### Extracted text
------------------------------------------------------------------------

There are many other examples of competing requirements and/or demands, the effects of which are greatly increased when cylinder bores are not cylindrical. Let us look at these defects, which are more properly known as "stages of deformity", as shown in the panel of images above, in some detail-
Stage 1
This stage represents the ideal; the cylinder bore is perfectly circular, and the cylinder bore has the same diameter throughout the length of the cylinder. Note, however, that the ideal shape is often different from the actual shape of the cylinder bore, particularly in the axial direction caused by poor machining during the engine manufacturing process.
Put differently, this means that on a great many new engines, the cylinder bores are tapered in one direction, and often, not to the same degree.
Stage 2
While oval cylinder bores are often the result of poor machining practices during the manufacturing process, these kinds of faults are more commonly the result of uneven heat dissipation caused by poorly designed and/or poorly functioning engine coolant circulation patterns.
Put differently, this means that if the rate of coolant flow is not equal on all sides of the cylinder, the temperature differences can, and often does, cause some parts of the engine to expand more (or less) than other parts. Uneven heat dissipation in its turn causes cylinder walls not only to wear unevenly but also to wear at accelerated rates.

------------------------------------------------------------------------

### Raw records

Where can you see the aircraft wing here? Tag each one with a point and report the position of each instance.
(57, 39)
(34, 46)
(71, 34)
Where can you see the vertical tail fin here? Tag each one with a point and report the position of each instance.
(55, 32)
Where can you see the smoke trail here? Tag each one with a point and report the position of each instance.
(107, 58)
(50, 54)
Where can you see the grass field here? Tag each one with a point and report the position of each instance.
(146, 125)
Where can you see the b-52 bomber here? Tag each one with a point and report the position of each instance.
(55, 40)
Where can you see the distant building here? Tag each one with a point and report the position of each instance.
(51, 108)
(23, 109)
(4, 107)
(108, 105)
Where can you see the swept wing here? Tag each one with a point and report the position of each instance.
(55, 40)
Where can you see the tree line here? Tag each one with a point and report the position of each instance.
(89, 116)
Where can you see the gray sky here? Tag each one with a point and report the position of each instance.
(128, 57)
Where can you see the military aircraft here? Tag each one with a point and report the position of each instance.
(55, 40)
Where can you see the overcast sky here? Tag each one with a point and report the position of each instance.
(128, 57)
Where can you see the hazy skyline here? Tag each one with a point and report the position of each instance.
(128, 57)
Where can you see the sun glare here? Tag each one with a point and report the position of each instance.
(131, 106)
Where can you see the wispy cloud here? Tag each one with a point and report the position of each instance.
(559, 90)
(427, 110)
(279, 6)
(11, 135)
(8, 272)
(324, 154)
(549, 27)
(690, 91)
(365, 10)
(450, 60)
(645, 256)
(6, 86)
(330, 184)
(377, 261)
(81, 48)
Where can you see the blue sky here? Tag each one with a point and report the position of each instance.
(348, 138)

------------------------------------------------------------------------

### Exercise task 1
In the cylinder bore passage, what does Stage 2 name as the more common cause of oval cylinder bores?
### Exercise task 2
Locate every line of the records that contains the word "aircraft" and copy each one. Case counts.

### Solution 1
Uneven heat dissipation caused by poorly designed and/or poorly functioning engine coolant circulation patterns.

### Solution 2
Where can you see the aircraft wing here? Tag each one with a point and report the position of each instance.
Where can you see the military aircraft here? Tag each one with a point and report the position of each instance.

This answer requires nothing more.